Stored entries
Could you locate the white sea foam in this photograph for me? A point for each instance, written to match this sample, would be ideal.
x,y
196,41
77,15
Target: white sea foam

## EXERCISE
Copy every one of the rows above word for word, keeping each line and its order unchanged.

## RESULT BELOW
Could you locate the white sea foam in this photograph for me? A point for each instance, written to match this sample, would be ideal.
x,y
196,41
77,15
Target: white sea foam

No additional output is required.